**EXCERPT**
◇ ◇ ◇

Chemical and physical data
- Formula: C_{16}H_{26}N_{2}O_{5}S
- Molar mass: 358.45 g·mol^{−1}
- 3D model (JSmol): Interactive image;
- SMILES O=C(N\C(=C/CCCCSC[C@@H](C(=O)O)N)C(=O)O)[C@H]1CC1(C)C;
- InChI InChI=1S/C16H26N2O5S/c1-16(2)8-10(16)13(19)18-12(15(22)23)6-4-3-5-7-24-9-11(17)14(20)21/h6,10-11H,3-5,7-9,17H2,1-2H3,(H,18,19)(H,20,21)(H,22,23)/b12-6-/t10-,11+/m1/s1; Key:DHSUYTOATWAVLW-WFVMDLQDSA-N;

= Cilastatin =

Chemical compound

Cilastatin inhibits the human enzyme dehydropeptidase.

Cilastatin is a therapeutic alternative on the World Health Organization's List of Essential Medicines.

==Uses==
Dehydropeptidase is an enzyme found in the kidney and is responsible for degrading the antibiotic imipenem. Cilastatin can therefore be combined intravenously with imipenem in order to protect it from degradation, prolonging its antibacterial effect.

Imipenem alone is an effective antibiotic and can be given without cilastatin. Cilastatin itself does not have antibiotic activity, although it has been proved to be active against a zinc-dependent beta-lactamase that usually confers antibiotic resistance to certain bacteria, more precisely, the carbapenem family of antibiotics. This property is due to the physicochemical similarities between membrane dipeptidase (MDP), the compound it is usually set to target, and the bacterial metallo-beta-lactamase carried by the CphA gene. The combination allows the antibiotic to be more effective by changing the pharmacokinetics involved. Thus imipenem/cilastatin, like amoxicillin/clavulanic acid, is a commonly used combination product.

◇ ◇ ◇

**EXTRACTED DATA**
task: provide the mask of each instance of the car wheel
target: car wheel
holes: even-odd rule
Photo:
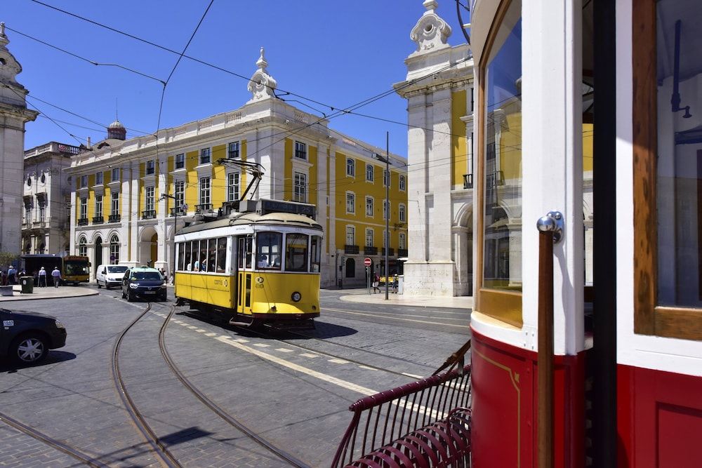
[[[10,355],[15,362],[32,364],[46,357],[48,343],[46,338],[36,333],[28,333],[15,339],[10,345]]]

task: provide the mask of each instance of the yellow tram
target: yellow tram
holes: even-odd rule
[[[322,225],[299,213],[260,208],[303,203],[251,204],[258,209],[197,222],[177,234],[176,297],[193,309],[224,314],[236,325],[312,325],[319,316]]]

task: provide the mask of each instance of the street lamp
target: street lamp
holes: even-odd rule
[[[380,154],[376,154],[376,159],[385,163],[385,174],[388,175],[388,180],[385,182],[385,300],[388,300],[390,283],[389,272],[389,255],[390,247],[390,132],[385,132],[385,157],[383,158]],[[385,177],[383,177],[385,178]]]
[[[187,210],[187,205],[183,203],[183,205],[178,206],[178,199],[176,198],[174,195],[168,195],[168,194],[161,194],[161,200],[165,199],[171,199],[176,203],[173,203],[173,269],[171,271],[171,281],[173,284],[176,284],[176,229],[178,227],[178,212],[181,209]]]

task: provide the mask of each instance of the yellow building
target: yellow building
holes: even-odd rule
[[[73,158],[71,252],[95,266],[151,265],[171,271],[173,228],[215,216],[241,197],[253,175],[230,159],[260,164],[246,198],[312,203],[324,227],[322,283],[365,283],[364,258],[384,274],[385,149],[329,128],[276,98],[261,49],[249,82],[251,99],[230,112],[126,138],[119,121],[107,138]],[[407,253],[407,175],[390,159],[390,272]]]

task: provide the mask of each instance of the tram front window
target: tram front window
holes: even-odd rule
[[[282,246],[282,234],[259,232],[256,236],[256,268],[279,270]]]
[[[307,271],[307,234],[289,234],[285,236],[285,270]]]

◇ ◇ ◇

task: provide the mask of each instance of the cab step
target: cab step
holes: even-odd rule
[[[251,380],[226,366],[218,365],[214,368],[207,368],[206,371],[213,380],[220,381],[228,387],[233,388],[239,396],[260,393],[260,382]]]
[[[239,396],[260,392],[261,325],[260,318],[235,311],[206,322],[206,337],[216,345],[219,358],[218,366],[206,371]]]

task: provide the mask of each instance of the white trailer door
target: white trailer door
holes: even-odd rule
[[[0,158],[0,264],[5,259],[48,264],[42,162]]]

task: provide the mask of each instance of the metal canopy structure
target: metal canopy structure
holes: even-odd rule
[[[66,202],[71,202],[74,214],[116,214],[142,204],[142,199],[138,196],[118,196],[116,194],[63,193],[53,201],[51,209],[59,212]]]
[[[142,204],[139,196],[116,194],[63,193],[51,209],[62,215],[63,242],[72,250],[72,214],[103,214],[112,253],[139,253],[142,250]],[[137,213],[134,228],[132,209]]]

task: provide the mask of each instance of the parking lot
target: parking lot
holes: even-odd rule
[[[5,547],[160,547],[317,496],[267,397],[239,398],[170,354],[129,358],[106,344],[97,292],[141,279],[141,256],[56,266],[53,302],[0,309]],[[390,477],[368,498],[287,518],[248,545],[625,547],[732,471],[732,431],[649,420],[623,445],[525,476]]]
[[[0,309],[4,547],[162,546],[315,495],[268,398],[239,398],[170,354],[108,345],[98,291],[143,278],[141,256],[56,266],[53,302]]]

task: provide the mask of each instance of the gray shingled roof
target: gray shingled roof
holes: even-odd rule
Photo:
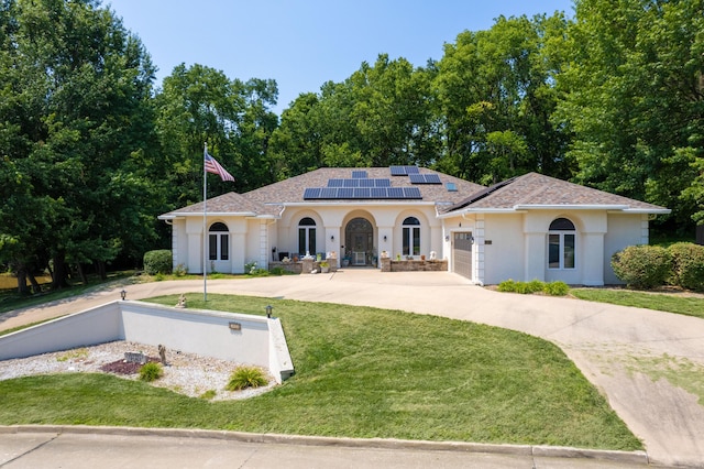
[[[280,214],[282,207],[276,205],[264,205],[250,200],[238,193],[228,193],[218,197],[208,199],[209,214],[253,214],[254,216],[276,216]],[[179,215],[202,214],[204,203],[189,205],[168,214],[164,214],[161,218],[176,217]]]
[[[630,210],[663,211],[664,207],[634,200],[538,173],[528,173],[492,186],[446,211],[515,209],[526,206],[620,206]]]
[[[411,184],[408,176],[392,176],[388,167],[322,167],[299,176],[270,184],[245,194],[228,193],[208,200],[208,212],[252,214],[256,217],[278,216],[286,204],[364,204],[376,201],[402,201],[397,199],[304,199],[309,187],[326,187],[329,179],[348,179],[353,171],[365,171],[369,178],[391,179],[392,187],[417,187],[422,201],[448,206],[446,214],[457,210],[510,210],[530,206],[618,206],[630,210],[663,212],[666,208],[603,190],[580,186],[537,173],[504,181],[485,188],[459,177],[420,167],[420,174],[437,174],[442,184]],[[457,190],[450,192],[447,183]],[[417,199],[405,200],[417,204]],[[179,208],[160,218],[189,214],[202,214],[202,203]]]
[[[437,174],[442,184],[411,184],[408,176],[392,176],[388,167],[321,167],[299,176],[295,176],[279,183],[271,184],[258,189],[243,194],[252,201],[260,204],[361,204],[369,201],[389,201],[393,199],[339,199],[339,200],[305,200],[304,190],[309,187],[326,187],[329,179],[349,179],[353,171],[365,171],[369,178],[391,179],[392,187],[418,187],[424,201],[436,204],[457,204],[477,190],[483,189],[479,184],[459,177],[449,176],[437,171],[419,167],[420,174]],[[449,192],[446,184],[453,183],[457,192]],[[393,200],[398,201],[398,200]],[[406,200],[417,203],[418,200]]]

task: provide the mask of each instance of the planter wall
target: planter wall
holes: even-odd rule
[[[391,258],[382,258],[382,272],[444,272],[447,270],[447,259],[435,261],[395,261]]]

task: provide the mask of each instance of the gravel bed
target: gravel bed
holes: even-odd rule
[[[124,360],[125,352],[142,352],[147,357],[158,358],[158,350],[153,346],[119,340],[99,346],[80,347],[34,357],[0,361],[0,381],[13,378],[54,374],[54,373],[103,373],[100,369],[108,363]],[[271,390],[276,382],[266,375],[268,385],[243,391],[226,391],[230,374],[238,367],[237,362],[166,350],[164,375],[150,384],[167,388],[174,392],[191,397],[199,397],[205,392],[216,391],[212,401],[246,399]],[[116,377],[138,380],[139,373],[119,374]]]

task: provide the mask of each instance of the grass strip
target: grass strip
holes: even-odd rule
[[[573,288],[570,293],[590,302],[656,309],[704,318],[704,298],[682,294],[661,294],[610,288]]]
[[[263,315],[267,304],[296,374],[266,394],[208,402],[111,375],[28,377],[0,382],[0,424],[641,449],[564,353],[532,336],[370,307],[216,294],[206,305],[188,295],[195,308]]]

◇ ◇ ◇

**WHAT TO PRODUCE**
Answer these from the cilastatin text:
1. What molar mass is listed for cilastatin?
2. Which human enzyme does cilastatin inhibit?
3. In which organ is that enzyme found?

**TASK ANSWER**
1. 358.45 g·mol^{−1}
2. Dehydropeptidase
3. The kidney